══ Document section ══

Weekly clippings #26 - Clickbait vs science, African poverty vs climate policy, ESG debt and pain

 This week in science we have the contrast between the infamous island of Tuvalu which is supposedly at risk of being flooded by rising seas, yet is actually growing in size (as are most similar islands), an article examining the enormous bias that comes when you only examine one side of a story, and a fascinating study finding that ocean microplastics are created around volcanic ocean vents.

In the category of Investment/Economics we have articles discussing the need to choose between costly and ineffective climate policies and helping actual people suffering from poverty, then news of ESG-linked debt coming under pressure.

In Absurdities, read about how if you want a study to show how EVs are cleaner than previous research, you simply make unjustified assumptions about carbon intensity.

═══

Written instruction :: Quote the passage of the clippings summary that begins with the words containing "This week in" and ends with "about carbon intensity.". The records that follow come from a separate source and are unrelated to the clippings summary.

══ Dataset excerpts ══

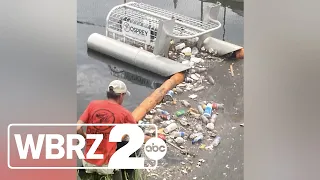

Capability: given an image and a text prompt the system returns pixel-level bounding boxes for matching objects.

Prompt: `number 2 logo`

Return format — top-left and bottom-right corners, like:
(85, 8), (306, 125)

(108, 124), (145, 169)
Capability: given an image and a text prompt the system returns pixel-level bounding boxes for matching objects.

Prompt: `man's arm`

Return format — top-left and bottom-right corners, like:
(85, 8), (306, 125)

(123, 113), (152, 143)
(77, 120), (87, 139)
(77, 103), (91, 139)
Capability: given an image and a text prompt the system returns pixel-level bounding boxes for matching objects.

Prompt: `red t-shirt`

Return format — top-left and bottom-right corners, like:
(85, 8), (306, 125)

(80, 100), (137, 166)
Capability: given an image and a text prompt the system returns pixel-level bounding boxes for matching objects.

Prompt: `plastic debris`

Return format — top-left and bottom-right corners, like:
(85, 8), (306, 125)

(181, 100), (191, 107)
(208, 76), (215, 85)
(164, 123), (178, 133)
(191, 47), (199, 55)
(181, 47), (191, 53)
(175, 43), (186, 50)
(175, 137), (184, 145)
(193, 86), (205, 92)
(206, 123), (214, 130)
(189, 94), (198, 99)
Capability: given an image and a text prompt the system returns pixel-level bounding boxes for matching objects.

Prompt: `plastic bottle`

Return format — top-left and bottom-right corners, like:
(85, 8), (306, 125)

(163, 123), (178, 133)
(189, 132), (202, 139)
(176, 109), (186, 117)
(200, 115), (209, 123)
(208, 75), (215, 85)
(157, 109), (170, 115)
(211, 136), (221, 147)
(172, 132), (185, 137)
(212, 103), (224, 110)
(210, 113), (218, 124)
(203, 103), (212, 118)
(197, 104), (204, 114)
(193, 86), (205, 92)
(163, 90), (174, 102)
(181, 100), (191, 107)
(192, 134), (203, 144)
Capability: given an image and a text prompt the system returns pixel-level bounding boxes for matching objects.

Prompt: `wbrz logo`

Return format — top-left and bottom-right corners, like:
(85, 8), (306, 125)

(8, 124), (167, 169)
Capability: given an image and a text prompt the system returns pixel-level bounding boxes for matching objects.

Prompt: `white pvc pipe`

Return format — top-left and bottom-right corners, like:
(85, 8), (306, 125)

(87, 33), (190, 77)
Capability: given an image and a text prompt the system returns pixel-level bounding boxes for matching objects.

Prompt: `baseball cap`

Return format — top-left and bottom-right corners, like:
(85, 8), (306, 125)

(108, 80), (131, 96)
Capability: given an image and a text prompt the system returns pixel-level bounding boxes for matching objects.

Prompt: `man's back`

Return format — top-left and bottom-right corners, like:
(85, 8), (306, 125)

(80, 100), (136, 166)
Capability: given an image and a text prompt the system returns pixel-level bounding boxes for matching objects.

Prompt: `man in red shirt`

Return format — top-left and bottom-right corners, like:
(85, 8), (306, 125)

(77, 80), (143, 179)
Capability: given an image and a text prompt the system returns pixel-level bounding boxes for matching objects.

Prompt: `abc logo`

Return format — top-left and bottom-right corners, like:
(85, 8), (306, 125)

(144, 138), (167, 160)
(146, 143), (166, 152)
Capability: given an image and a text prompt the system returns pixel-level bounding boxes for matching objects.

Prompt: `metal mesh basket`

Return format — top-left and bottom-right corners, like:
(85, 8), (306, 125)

(106, 2), (221, 51)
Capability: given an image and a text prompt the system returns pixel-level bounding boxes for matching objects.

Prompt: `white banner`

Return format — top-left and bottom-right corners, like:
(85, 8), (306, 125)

(122, 21), (150, 45)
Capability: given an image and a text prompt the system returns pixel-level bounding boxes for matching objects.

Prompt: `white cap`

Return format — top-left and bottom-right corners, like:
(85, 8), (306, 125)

(108, 80), (131, 96)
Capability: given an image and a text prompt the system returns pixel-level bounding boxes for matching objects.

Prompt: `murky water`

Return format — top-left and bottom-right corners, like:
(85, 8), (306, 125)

(77, 0), (244, 179)
(77, 0), (244, 116)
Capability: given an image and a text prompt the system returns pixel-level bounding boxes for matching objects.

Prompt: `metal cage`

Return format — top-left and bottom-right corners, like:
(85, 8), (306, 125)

(106, 2), (221, 54)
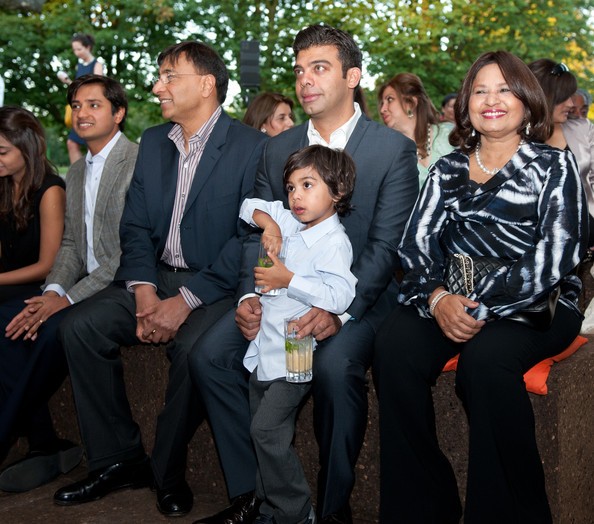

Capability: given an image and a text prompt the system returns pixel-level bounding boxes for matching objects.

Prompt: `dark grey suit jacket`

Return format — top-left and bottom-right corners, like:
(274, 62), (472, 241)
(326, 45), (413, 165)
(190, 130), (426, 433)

(241, 115), (419, 326)
(115, 112), (266, 305)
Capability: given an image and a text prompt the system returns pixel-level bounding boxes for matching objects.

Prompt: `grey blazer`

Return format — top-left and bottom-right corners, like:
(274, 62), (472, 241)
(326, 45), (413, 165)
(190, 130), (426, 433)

(562, 118), (594, 217)
(45, 134), (138, 302)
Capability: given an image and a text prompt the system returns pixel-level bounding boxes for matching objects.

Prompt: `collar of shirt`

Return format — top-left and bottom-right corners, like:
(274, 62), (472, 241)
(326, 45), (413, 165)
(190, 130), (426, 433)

(167, 106), (223, 158)
(85, 131), (122, 166)
(298, 213), (341, 248)
(307, 102), (361, 149)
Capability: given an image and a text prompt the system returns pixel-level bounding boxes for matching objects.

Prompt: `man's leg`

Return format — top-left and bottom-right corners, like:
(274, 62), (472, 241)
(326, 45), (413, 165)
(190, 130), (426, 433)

(250, 371), (312, 524)
(152, 298), (233, 490)
(312, 320), (374, 519)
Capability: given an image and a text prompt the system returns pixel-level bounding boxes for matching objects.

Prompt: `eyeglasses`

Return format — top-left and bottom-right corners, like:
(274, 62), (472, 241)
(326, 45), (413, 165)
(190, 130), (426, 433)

(157, 71), (204, 85)
(551, 62), (569, 76)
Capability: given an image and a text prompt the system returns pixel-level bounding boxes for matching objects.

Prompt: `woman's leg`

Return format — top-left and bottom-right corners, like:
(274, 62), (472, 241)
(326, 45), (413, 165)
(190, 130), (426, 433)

(373, 306), (462, 524)
(456, 304), (581, 524)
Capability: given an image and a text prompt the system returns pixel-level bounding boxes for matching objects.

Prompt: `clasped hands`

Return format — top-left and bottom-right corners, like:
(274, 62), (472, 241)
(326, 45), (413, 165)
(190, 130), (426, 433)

(235, 297), (342, 341)
(134, 285), (192, 344)
(5, 291), (70, 340)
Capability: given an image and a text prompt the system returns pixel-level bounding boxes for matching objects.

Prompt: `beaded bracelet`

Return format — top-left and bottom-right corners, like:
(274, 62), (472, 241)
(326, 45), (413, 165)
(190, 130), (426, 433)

(429, 290), (451, 316)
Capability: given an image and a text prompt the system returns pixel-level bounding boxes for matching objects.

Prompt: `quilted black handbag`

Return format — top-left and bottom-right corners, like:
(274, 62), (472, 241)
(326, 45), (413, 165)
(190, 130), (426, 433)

(444, 253), (561, 331)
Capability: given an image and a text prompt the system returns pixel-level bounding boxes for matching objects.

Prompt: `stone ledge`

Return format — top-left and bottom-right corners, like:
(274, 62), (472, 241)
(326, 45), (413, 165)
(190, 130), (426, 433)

(51, 342), (594, 524)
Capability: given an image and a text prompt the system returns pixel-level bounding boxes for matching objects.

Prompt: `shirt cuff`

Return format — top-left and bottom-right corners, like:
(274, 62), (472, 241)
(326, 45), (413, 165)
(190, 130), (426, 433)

(126, 280), (157, 293)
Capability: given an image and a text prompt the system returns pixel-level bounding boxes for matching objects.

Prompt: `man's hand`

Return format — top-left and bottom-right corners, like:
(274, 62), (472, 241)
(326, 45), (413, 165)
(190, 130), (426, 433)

(297, 307), (342, 341)
(235, 297), (262, 340)
(433, 295), (485, 342)
(5, 291), (70, 340)
(254, 252), (294, 293)
(135, 289), (192, 344)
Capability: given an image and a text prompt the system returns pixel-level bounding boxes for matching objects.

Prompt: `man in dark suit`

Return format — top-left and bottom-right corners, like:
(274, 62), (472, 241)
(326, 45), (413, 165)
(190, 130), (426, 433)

(190, 25), (419, 524)
(0, 75), (138, 491)
(54, 42), (265, 516)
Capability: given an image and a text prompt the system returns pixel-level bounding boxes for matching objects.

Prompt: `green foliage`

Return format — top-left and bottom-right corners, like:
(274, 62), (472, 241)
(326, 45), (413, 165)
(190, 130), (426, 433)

(0, 0), (594, 162)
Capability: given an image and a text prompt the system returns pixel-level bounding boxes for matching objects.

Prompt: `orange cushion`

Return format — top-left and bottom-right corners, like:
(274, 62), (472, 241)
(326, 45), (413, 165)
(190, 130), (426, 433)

(443, 335), (588, 395)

═══

Task answer ::
This week in science we have the contrast between the infamous island of Tuvalu which is supposedly at risk of being flooded by rising seas, yet is actually growing in size (as are most similar islands), an article examining the enormous bias that comes when you only examine one side of a story, and a fascinating study finding that ocean microplastics are created around volcanic ocean vents.

In the category of Investment/Economics we have articles discussing the need to choose between costly and ineffective climate policies and helping actual people suffering from poverty, then news of ESG-linked debt coming under pressure.

In Absurdities, read about how if you want a study to show how EVs are cleaner than previous research, you simply make unjustified assumptions about carbon intensity.